WORK TASK: Everything from the line that holds "Can you find where the street" through the end of the data below should be output exactly, both ends included.

SOURCE RECORDS:
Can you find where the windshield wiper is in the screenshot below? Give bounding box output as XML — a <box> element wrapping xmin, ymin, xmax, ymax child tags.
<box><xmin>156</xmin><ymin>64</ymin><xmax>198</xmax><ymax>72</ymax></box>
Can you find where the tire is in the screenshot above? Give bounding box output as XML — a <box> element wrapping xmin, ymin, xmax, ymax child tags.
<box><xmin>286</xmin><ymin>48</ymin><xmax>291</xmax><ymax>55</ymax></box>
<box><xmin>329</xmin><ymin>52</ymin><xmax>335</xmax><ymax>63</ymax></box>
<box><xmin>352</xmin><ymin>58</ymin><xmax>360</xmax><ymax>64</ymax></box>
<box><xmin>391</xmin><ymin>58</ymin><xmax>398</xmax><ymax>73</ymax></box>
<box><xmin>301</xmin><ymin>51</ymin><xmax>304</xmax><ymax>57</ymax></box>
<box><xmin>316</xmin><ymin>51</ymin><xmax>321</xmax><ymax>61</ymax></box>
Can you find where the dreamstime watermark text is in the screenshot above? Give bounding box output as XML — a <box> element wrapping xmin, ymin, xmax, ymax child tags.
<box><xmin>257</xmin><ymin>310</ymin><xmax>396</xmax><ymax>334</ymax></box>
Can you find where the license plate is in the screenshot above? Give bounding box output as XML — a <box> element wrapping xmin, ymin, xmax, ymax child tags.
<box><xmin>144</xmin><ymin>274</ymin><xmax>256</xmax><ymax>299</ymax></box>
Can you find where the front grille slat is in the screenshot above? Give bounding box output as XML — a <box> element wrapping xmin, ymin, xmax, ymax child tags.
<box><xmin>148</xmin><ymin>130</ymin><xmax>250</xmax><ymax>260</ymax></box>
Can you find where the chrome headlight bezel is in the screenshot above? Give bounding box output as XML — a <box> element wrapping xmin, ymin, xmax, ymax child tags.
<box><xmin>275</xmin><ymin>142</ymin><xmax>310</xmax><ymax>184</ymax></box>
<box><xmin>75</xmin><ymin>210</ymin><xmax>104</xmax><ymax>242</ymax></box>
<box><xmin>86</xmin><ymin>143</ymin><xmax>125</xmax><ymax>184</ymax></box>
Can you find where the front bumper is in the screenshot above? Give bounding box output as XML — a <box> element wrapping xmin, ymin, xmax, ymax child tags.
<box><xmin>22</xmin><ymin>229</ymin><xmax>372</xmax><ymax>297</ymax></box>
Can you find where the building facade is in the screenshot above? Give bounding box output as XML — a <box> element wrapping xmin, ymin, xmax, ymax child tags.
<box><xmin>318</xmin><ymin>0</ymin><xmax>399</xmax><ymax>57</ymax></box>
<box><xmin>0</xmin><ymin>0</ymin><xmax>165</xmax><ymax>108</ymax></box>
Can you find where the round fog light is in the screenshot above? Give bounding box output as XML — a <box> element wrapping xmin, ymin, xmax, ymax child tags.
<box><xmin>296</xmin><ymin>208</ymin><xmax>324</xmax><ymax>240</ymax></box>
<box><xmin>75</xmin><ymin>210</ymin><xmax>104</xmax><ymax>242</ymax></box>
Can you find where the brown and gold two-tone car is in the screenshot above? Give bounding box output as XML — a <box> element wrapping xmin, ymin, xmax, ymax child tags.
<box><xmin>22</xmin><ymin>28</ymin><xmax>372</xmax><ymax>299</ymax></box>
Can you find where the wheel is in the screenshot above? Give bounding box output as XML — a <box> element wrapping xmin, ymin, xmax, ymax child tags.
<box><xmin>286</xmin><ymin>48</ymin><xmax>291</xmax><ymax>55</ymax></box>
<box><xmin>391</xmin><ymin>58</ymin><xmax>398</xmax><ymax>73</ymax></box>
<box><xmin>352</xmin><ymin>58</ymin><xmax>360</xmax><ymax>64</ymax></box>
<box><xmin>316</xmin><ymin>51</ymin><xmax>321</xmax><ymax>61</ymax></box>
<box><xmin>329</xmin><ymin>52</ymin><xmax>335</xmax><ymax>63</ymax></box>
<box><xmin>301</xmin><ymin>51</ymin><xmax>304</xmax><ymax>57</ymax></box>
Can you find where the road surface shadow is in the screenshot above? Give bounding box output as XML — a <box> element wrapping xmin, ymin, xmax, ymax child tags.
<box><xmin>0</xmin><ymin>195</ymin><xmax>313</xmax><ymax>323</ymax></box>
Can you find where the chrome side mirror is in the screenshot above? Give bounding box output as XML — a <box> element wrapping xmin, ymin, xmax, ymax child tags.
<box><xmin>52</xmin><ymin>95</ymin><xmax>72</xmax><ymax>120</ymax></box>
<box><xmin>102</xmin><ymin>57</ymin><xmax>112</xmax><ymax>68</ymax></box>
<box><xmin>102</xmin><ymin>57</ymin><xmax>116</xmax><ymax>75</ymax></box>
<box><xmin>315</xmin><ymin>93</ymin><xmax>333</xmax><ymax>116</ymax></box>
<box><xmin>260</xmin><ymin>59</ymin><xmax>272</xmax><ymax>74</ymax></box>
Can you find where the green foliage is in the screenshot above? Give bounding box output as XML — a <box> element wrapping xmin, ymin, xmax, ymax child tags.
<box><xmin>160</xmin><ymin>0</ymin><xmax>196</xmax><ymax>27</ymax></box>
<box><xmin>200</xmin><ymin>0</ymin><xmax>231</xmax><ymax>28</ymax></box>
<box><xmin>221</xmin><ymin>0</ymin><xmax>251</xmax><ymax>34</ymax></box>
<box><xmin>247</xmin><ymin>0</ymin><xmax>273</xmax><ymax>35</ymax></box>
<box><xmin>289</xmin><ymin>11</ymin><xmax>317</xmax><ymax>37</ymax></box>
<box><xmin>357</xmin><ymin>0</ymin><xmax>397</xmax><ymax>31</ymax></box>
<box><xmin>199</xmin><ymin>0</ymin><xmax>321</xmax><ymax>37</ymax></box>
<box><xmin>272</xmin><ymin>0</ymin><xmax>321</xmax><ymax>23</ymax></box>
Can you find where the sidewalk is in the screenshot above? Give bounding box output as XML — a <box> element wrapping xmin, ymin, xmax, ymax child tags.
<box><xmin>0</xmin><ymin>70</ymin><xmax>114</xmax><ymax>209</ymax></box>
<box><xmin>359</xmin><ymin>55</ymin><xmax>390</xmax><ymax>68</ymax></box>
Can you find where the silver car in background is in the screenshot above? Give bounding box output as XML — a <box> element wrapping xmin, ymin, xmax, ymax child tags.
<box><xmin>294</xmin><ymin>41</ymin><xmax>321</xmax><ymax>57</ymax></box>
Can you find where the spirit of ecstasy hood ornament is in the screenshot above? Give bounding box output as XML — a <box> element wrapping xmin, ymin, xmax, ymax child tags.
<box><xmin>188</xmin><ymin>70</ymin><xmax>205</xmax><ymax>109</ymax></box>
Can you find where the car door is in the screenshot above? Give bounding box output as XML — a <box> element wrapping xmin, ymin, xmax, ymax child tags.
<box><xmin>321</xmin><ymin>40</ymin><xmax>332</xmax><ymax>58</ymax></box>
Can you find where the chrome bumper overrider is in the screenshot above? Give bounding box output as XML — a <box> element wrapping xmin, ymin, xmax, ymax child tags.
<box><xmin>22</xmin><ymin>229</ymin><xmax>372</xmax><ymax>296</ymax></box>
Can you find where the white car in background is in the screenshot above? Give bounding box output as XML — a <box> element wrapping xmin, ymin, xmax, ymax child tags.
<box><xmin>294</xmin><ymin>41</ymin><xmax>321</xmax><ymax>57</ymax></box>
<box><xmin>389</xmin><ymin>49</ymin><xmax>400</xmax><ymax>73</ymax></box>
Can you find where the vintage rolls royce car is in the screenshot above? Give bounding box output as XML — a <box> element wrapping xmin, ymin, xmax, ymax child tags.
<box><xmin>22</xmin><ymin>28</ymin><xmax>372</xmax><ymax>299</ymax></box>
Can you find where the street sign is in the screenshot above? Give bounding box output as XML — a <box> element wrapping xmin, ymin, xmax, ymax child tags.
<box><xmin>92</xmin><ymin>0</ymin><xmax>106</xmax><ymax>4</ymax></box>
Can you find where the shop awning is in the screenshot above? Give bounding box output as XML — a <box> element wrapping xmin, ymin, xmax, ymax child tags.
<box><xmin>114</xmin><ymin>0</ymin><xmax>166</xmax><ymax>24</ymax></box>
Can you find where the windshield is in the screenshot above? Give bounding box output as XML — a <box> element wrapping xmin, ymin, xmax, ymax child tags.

SOLUTION:
Can you find where the street sign is in the screenshot above? Give bounding box output as XML — a <box> element wrapping xmin, ymin, xmax, ymax child tags.
<box><xmin>92</xmin><ymin>0</ymin><xmax>106</xmax><ymax>4</ymax></box>
Can you find where the shop awning is in the screenshot above? Give bounding box output as XML — a <box> element wrapping xmin, ymin, xmax, ymax child tags.
<box><xmin>114</xmin><ymin>0</ymin><xmax>166</xmax><ymax>24</ymax></box>
Can you find where the windshield is in the screenshot above? Give bounding box output as XML — a <box> element wrapping xmin, ymin, xmax, ymax child tags.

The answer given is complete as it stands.